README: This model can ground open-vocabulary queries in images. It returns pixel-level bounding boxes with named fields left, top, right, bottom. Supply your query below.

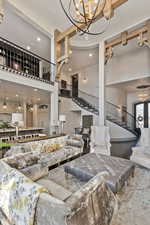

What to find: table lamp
left=11, top=113, right=24, bottom=139
left=59, top=115, right=66, bottom=134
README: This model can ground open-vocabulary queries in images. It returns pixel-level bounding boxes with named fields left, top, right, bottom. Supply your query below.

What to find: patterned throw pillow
left=42, top=144, right=61, bottom=153
left=4, top=153, right=39, bottom=169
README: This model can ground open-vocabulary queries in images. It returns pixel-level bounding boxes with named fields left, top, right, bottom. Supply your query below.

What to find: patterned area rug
left=115, top=166, right=150, bottom=225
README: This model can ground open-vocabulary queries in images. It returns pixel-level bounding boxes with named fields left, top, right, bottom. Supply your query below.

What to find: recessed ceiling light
left=34, top=88, right=38, bottom=92
left=68, top=68, right=72, bottom=72
left=27, top=46, right=31, bottom=50
left=37, top=37, right=41, bottom=42
left=89, top=53, right=93, bottom=57
left=16, top=94, right=19, bottom=97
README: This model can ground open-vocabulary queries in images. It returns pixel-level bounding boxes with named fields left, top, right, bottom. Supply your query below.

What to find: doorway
left=72, top=74, right=78, bottom=97
left=134, top=101, right=150, bottom=128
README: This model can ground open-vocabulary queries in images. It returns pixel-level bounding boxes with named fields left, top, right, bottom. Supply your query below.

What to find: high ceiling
left=0, top=1, right=51, bottom=60
left=7, top=0, right=150, bottom=47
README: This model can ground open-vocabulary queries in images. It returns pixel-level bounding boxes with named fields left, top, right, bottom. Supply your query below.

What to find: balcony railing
left=0, top=36, right=55, bottom=85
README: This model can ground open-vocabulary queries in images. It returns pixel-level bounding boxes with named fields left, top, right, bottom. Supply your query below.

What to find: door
left=72, top=74, right=78, bottom=97
left=134, top=101, right=150, bottom=128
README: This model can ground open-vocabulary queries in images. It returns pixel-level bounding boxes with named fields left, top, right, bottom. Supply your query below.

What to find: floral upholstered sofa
left=3, top=135, right=84, bottom=181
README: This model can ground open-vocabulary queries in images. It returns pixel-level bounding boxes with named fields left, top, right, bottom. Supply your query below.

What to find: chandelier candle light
left=59, top=0, right=113, bottom=35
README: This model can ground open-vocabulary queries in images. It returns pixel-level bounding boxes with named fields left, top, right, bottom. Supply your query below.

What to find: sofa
left=0, top=157, right=118, bottom=225
left=3, top=135, right=84, bottom=181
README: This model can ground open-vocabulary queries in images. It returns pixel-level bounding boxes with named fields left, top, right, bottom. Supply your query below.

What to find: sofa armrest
left=65, top=172, right=118, bottom=225
left=35, top=193, right=70, bottom=225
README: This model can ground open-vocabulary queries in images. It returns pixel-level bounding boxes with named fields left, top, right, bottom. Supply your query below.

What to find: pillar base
left=90, top=126, right=111, bottom=155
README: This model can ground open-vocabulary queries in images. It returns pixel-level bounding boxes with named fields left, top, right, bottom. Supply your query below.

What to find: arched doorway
left=134, top=101, right=150, bottom=128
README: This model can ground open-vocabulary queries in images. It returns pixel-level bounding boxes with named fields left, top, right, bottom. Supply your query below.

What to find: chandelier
left=59, top=0, right=111, bottom=36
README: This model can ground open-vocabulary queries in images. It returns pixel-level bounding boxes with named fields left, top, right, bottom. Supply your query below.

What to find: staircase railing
left=0, top=36, right=55, bottom=84
left=106, top=101, right=141, bottom=136
left=59, top=82, right=99, bottom=110
left=78, top=89, right=99, bottom=110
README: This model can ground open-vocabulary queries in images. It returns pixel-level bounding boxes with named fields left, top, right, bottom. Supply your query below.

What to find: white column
left=90, top=41, right=110, bottom=155
left=50, top=82, right=59, bottom=134
left=33, top=104, right=38, bottom=127
left=23, top=103, right=27, bottom=128
left=51, top=34, right=56, bottom=82
left=99, top=41, right=105, bottom=126
left=39, top=61, right=43, bottom=79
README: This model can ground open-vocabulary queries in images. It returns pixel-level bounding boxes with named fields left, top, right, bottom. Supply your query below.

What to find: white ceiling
left=7, top=0, right=150, bottom=47
left=0, top=1, right=51, bottom=60
left=0, top=80, right=50, bottom=105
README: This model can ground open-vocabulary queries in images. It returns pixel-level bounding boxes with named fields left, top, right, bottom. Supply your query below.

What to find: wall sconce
left=83, top=71, right=88, bottom=83
left=83, top=76, right=88, bottom=83
left=18, top=103, right=22, bottom=111
left=3, top=101, right=7, bottom=109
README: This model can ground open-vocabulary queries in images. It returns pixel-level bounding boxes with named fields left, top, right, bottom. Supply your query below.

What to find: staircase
left=72, top=96, right=99, bottom=115
left=59, top=84, right=141, bottom=138
left=72, top=95, right=140, bottom=137
left=106, top=101, right=141, bottom=138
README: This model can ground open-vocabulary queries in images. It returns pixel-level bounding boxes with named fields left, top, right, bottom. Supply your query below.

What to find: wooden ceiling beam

##########

■ About this exercise ■
Transcribe the records above exactly, omitting every picture they contain.

■ Solved exercise ■
README: This model can ground open-vocabulary queries in images. It returns pixel-level bounding boxes with named fields left, top, right, bottom. Supply your query below.


What to find: table lamp
left=11, top=113, right=24, bottom=139
left=59, top=115, right=66, bottom=134
README: This model can ground open-vocabulary queries in images. It returns pixel-level bounding boxes with named fields left, top, right, bottom. Supply your query below.

What to find: patterned throw pillow
left=42, top=144, right=61, bottom=153
left=4, top=153, right=39, bottom=169
README: This model can ground open-vocabulary queries in images. It returns pixel-level bounding boxes with named fields left, top, right, bottom. Supply your query below.

What to find: patterned area rug
left=115, top=166, right=150, bottom=225
README: This model can ground open-vocabulary queries in images. It returns pixel-level bounding boxes with named fields left, top, right, bottom. Supply your query below.

What to find: recessed ceiling light
left=34, top=88, right=38, bottom=92
left=68, top=68, right=72, bottom=72
left=27, top=46, right=31, bottom=50
left=37, top=37, right=41, bottom=42
left=89, top=53, right=93, bottom=57
left=16, top=94, right=19, bottom=97
README: This model can ground open-vocabulary queries in images. It returns pixel-level bounding boxes with named fields left, top, right, bottom. Supply your query below.

What to find: doorway
left=72, top=74, right=78, bottom=97
left=134, top=101, right=150, bottom=128
README: This model can ground open-vocabulary queries in images. It returns pixel-level bounding boxes with named fields left, top, right, bottom. Supply your query below.

What to find: high ceiling
left=0, top=1, right=51, bottom=60
left=7, top=0, right=150, bottom=47
README: This model can ground open-vocabulary queries in images. It returns pixel-level bounding boxes with named fields left, top, right, bottom. Supply your query below.

What to find: balcony railing
left=0, top=36, right=55, bottom=85
README: This model can ground open-vocabulary queries in images. It returns pixel-level bounding boxes with named fields left, top, right, bottom. Supply your query below.

What to find: door
left=72, top=74, right=78, bottom=97
left=134, top=101, right=150, bottom=128
README: This model can ground open-vocabulary queries in images. It returns pixel-level bounding boxes with named fields left, top, right, bottom. Supply your query below.

What to find: floral upholstered sofa
left=3, top=135, right=84, bottom=181
README: This model can ground open-vocabulary queries in images. It returns pixel-level bounding boxes with named fields left, top, right, bottom. Supply your query below.

What to find: chandelier candle light
left=59, top=0, right=113, bottom=35
README: This model can ground open-vocabulary queries in images. It returns pixel-level bounding boxes with named fields left, top, right, bottom. Supply your query below.

What to find: sofa
left=0, top=157, right=118, bottom=225
left=3, top=135, right=84, bottom=181
README: This model can ground open-vocabulary queries in images. It returns pixel-level bounding boxes with named fields left, top, right, bottom. Supply your query below.

What to find: sofa armrest
left=65, top=172, right=118, bottom=225
left=35, top=193, right=70, bottom=225
README: This model can ground open-vocabulary queries in images. It returns pixel-level bounding boxes with named fields left, top, right, bottom. Supply your query below.

What to find: pillar base
left=90, top=126, right=111, bottom=155
README: This model can ground open-vocabulary queries in images. It returns pixel-level bounding boxes with named fields left, top, right, bottom. Supply your query below.

What to find: arched doorway
left=134, top=101, right=150, bottom=128
README: This model can ground open-vocabulary queries in images. It returns pixel-level bounding boxes with named fields left, top, right, bottom. Supply your query below.

What to find: chandelier
left=59, top=0, right=111, bottom=36
README: This model can ground open-vocabulary queries in images. It returns pixel-level bounding boxes with named fields left, top, right, bottom. Supply your query below.

What to find: staircase railing
left=0, top=36, right=55, bottom=84
left=106, top=101, right=141, bottom=136
left=59, top=82, right=99, bottom=110
left=78, top=89, right=99, bottom=110
README: This model can ground open-vocabulary queries in images. It returns pixel-level bounding boxes with named fields left, top, right, bottom. Supply your query below.

What to find: white column
left=90, top=41, right=110, bottom=155
left=50, top=82, right=59, bottom=134
left=33, top=104, right=38, bottom=127
left=23, top=103, right=27, bottom=128
left=51, top=34, right=56, bottom=82
left=99, top=41, right=105, bottom=126
left=39, top=61, right=43, bottom=79
README: This model can ground open-vocabulary queries in images. It returns pixel-level bounding boxes with named fields left, top, right, bottom. Supply your query below.

What to find: white ceiling
left=7, top=0, right=150, bottom=47
left=0, top=1, right=51, bottom=60
left=0, top=80, right=50, bottom=105
README: This model can ground open-vocabulary queries in images. It returns pixel-level bounding boxes with named fields left, top, right, bottom. Supply your query below.

What to find: wall sconce
left=83, top=71, right=88, bottom=83
left=83, top=76, right=88, bottom=83
left=18, top=103, right=22, bottom=111
left=3, top=101, right=7, bottom=109
README: This model can ground open-vocabulary queries in images. It returns pixel-level bounding boxes with named fields left, top, right, bottom. Supply your query below.

What to find: staircase
left=72, top=96, right=99, bottom=115
left=59, top=84, right=141, bottom=138
left=72, top=95, right=140, bottom=137
left=106, top=101, right=141, bottom=138
README: This model can ground open-vocabulary queries in images. It returns pixel-level bounding boxes with named fields left, top, right, bottom. Supply your query below.

What to find: wooden ceiling beam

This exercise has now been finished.